Le Bas-Canada et le Régime anglais
Les années qui suivirent l’arrivée de François Bournival en Nouvelle-France constituent une époque charnière dans l’histoire du Québec, à la fin du Régime français et au début du Régime anglais. Nous en présentons un aperçu en deux parties.
La première partie couvrait la période du Régime français, qui prend fin avec la Conquête et le traité de Paris en 1763. La seconde partie porte sur les premiers 50 ans du Régime anglais, de la Conquête jusqu’au début du 19e siècle.
La fin de la Nouvelle-France
Après la défaite du 13 septembre 1759 sur les Plaines d’Abraham, le commandant des troupes françaises, alors retranchées à l’intérieur des murs de la ville, Jean-Baptiste-Nicolas Roch de Ramezay, était bien décidé à poursuivre la lutte et à défendre Québec contre l’envahisseur. Il espérait tenir au moins jusqu’à ce que la marine britannique soit obligée de quitter le pays à la mi-octobre, avant que l’embouchure du fleuve Saint-Laurent ne soit bloquée par les glaces. Toutefois, sur l’insistance des habitants éplorés par deux mois de bombardements intenses, il signera la capitulation le 18 septembre 1759.
Pendant ce temps, les Français réfugiés à Montréal préparaient la reconquête de Québec, en espérant des secours de la France au printemps suivant. À la mi-avril 1760, le chevalier de Lévis prit donc la tête d’une armée d’environ sept mille hommes et marcha vers Québec. Le 28 avril 1760, il remporta à Sainte-Foy une éclatante victoire qui raviva tous les espoirs. À la mi-mai, cependant, la marine britannique était de retour à Québec. Lévis et son armée durent alors se replier sur Montréal.

■ ■ ■ ■

- _CONSIGNE A_:
Répondez à ces questions sur le texte sur la fin de la Nouvelle-France :
(i) Avec quel traité, et en quelle année, le Régime français prend-il fin ?
(ii) À quelle date Ramezay signe-t-il la capitulation ?
(iii) Où Lévis remporte-t-il une victoire le 28 avril 1760 ?
- _CONSIGNE B_: Poursuivez le texte sur la fin de la Nouvelle-France à partir de sa dernière phrase.

- _DONNÉES_:
■ ■ ■ ■

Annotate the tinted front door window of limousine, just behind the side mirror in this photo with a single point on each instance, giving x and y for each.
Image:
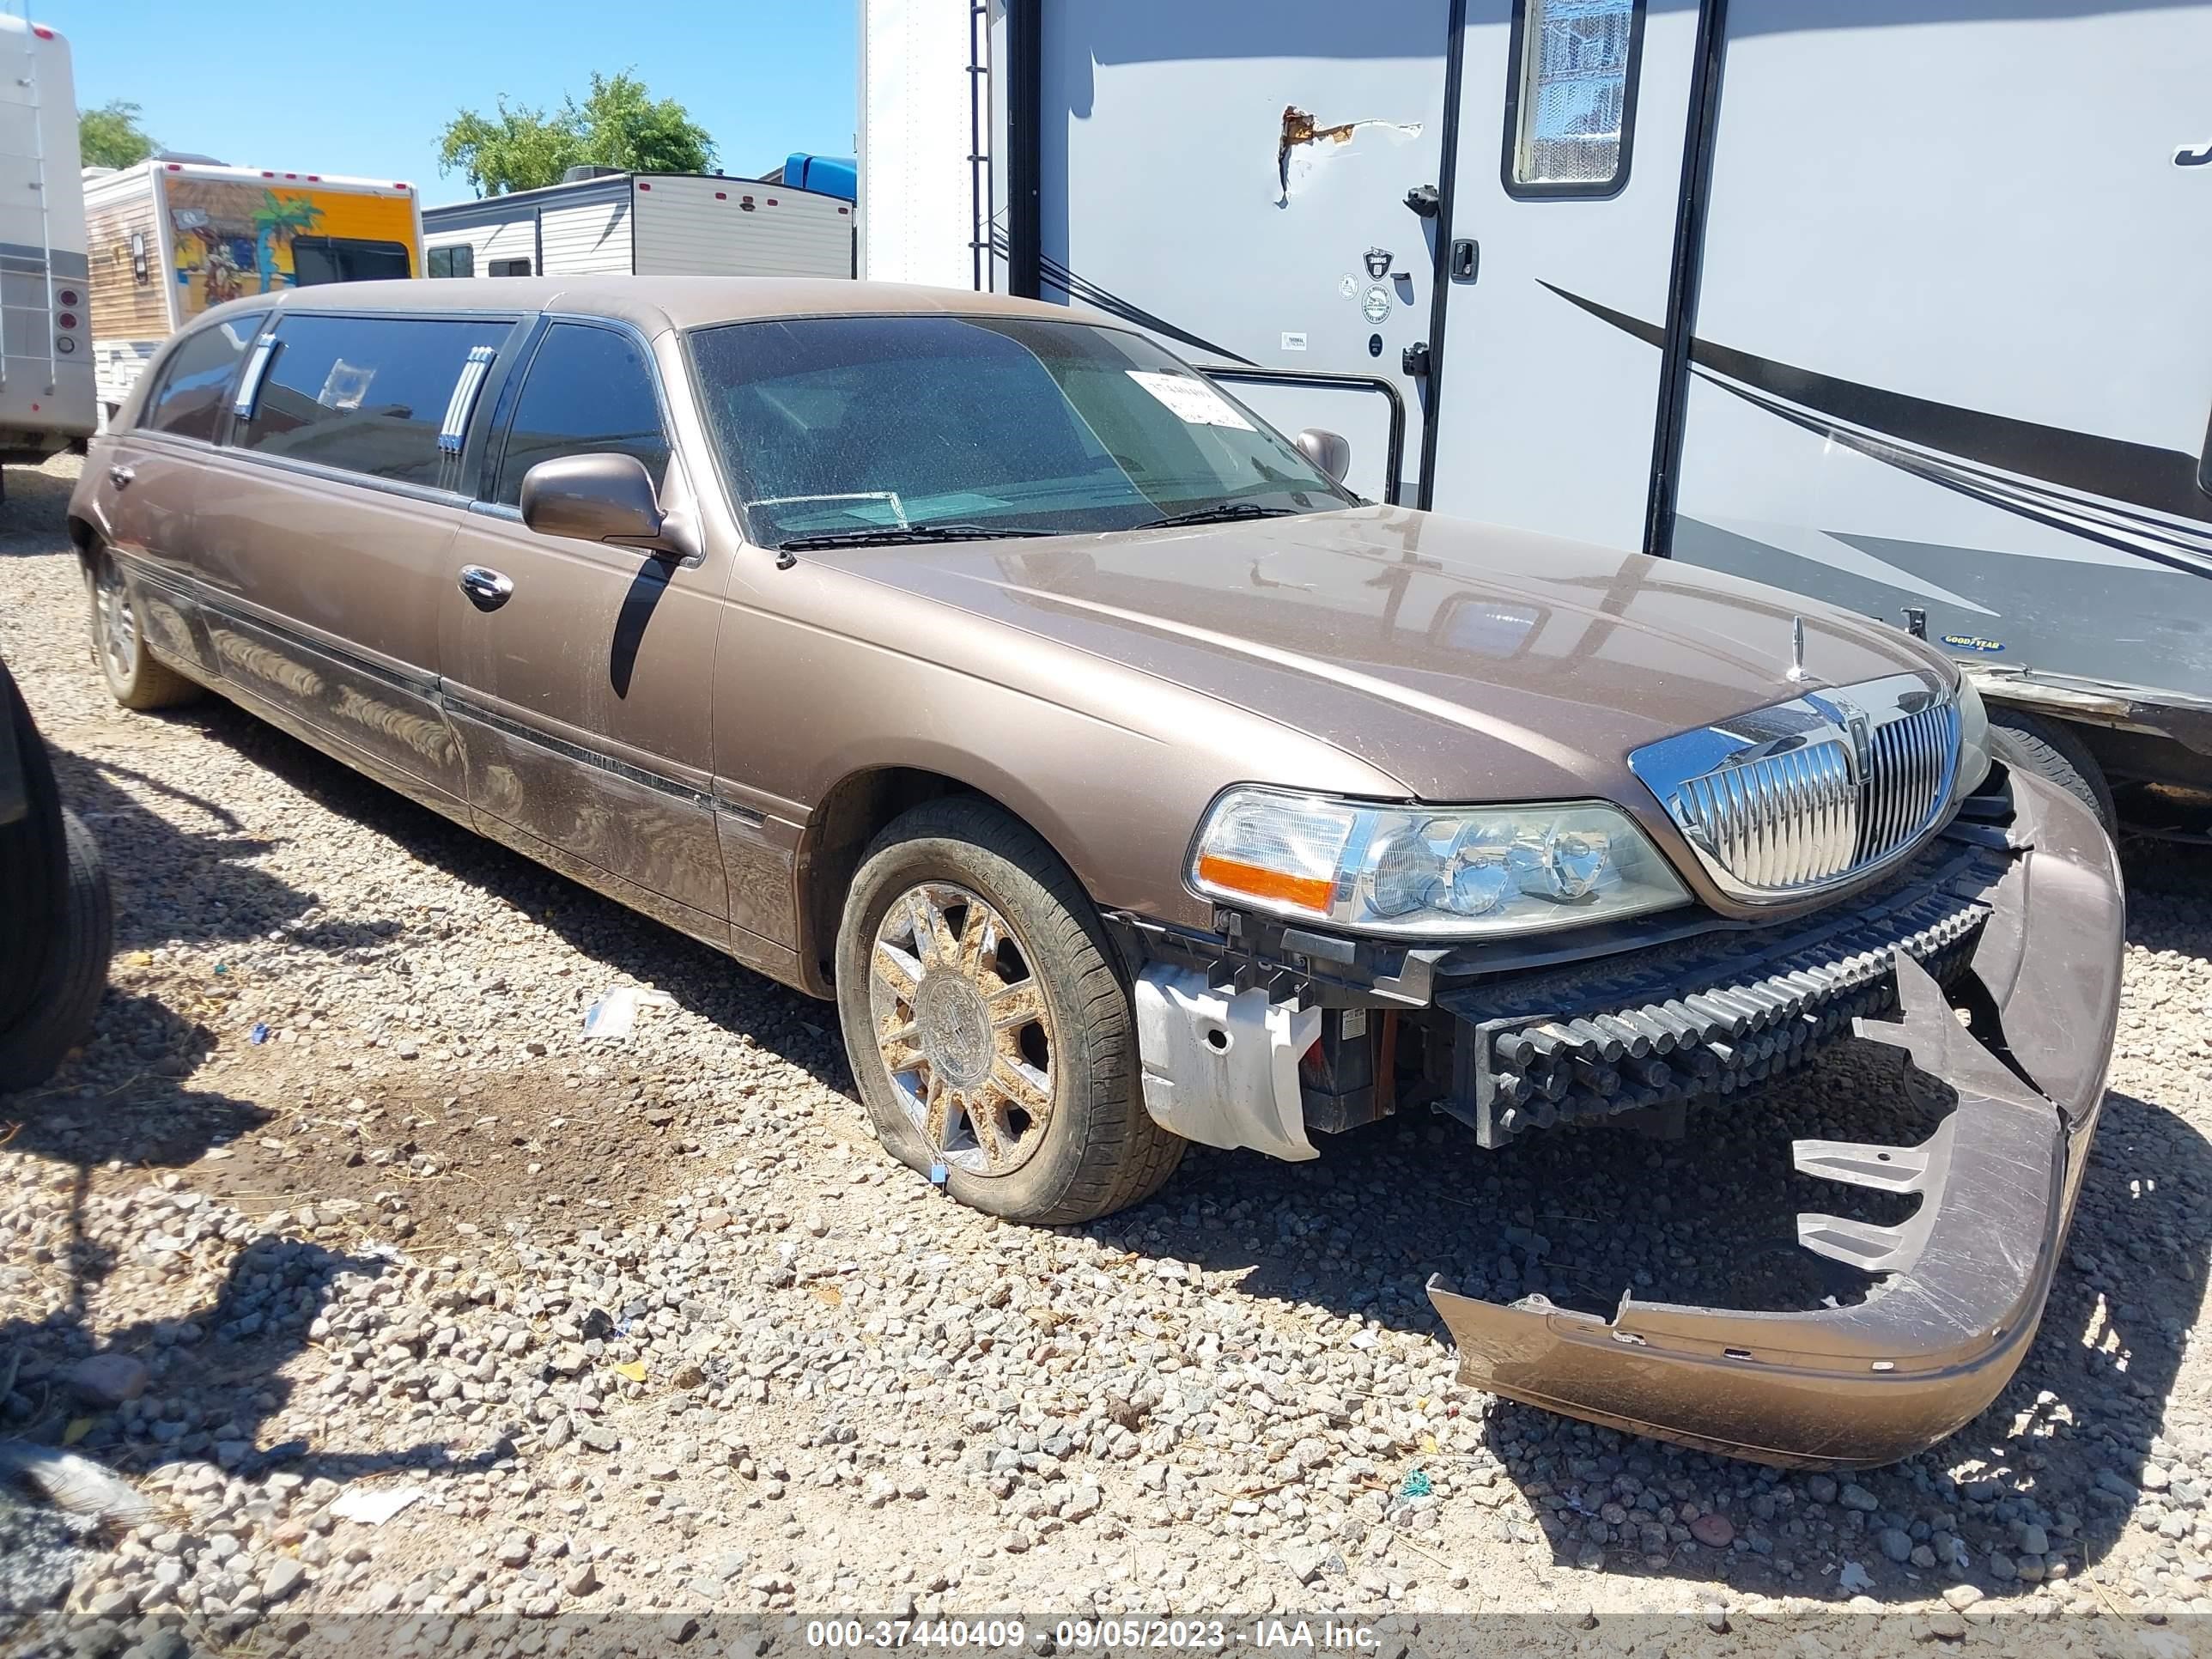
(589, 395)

■ ■ ■ ■

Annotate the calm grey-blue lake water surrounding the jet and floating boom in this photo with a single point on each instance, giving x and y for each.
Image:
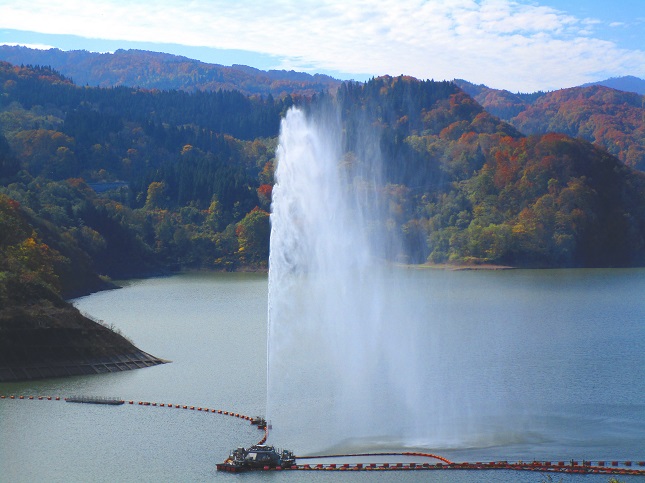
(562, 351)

■ ■ ■ ■

- _RÉPONSE ATTENDUE A_:
(i) Avec le traité de Paris, en 1763.
(ii) Le 18 septembre 1759.
(iii) À Sainte-Foy.

- _RÉPONSE ATTENDUE B_:
Dans un ultime effort pour soutenir sa colonie, la France avait bien tenté une dernière mission de secours en avril 1760. Une expédition de cinq navires marchands et d’une frégate, transportant vivres, munitions et soldats, quitta Bordeaux le 10 avril 1760. Jouant de malchance, elle perd trois navires en route. Lorsqu’elle arrive enfin dans le golfe St-Laurent le 15 mai, elle apprend que les britanniques sont arrivés les premiers à Québec. Elle décide alors de se réfugier dans la Baie des Chaleurs et de jeter l’ancre dans l’estuaire de la rivière Ristigouche. La bataille qui suivit l’arrivée de cinq navires anglais en provenance de Louisbourg fut ponctuée de nombreux revirements, mais le 8 juillet, les Français durent saborder les navires afin d’empêcher les Anglais de s’emparer des cargaisons.
La capitulation de Montréal[1] suivit peu après et fut signée le 8 septembre 1760. Le Traité de Paris de 1763 officialisera la cession définitive de la Nouvelle-France à la Grande-Bretagne.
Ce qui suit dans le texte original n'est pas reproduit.